● **PROVIDED TEXT**:
"""

Afrobeat Culture Federator

BRING BACK OUR GIRLS & AFTER?

Sunday 18 May 2014 by Mabinuori Idowu (aka ID)

Radio Shrine! Gan! Gan!

The on-going world-wide campaign, to free Nigeria’s school girls kidnapped by the despicable Boko Haram sect is an indication that with awareness and the will necessary, we can mobilize our forces to make a change in any African society thanks to social network. Agreed that it is too early at this stage to cry victory while the kidnapped girls are still in captivity, it is very re-assuring to see that the consensus of opinion are looking beyond their liberation and asking the right question as to how to put an end to Boko Haram and the likes in our society. Of the four Western nations (USA, Britain, Israel and France) that have proposed their know-how in freeing the kidnapped school girls, the French have the policy (despite official denials) to pay terrorist in-order to liberate their citizens held hostage. Israel also is known to exchange captured prisoners in-order to secure the release of their citizens (dead or alive) held captive. The question that needs to be answered, are these countries going to propose the same in-order to free the kidnapped girls?

"""

● **WRITTEN REQUEST A**:
Please answer these questions about the Bring Back Our Girls article, one per line:
(i) On what date was the article published?
(ii) Which four Western nations have offered their know-how in freeing the kidnapped girls?
(iii) What is Israel known to exchange to secure the release of its citizens held captive?
The article and the rows have nothing to do with each other.

Saved entries:
"""

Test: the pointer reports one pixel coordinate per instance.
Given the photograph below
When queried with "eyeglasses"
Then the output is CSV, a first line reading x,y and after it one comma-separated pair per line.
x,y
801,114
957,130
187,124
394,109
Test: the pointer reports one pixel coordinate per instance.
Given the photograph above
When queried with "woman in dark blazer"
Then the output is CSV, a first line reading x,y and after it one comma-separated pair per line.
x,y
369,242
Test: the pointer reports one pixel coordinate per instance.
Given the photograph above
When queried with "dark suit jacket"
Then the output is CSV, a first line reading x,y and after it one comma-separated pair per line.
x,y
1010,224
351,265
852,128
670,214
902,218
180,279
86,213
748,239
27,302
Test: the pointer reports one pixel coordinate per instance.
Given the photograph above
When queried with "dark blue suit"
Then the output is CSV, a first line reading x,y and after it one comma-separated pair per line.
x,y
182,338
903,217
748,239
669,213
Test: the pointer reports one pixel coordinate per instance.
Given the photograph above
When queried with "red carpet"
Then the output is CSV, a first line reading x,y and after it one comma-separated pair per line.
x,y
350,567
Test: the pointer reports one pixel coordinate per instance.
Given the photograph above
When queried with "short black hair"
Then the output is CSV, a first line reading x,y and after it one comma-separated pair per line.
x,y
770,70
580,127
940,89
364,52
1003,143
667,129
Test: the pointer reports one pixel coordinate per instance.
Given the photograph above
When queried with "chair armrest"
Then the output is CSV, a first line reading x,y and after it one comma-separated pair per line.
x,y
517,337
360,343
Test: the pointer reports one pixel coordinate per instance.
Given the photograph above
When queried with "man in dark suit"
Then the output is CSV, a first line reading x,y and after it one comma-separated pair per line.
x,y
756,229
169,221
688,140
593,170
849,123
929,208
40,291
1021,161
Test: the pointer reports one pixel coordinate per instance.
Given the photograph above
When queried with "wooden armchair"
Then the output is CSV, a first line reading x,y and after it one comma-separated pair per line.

"""

● **WRITTEN REQUEST B**: Pull out every line of the rows that contains the string "queried".

● **COMPLETE ANSWER A**:
(i) Sunday 18 May 2014
(ii) The USA, Britain, Israel and France
(iii) Captured prisoners

● **COMPLETE ANSWER B**:
When queried with "eyeglasses"
When queried with "woman in dark blazer"
When queried with "dark suit jacket"
When queried with "dark blue suit"
When queried with "red carpet"
When queried with "short black hair"
When queried with "chair armrest"
When queried with "man in dark suit"
When queried with "wooden armchair"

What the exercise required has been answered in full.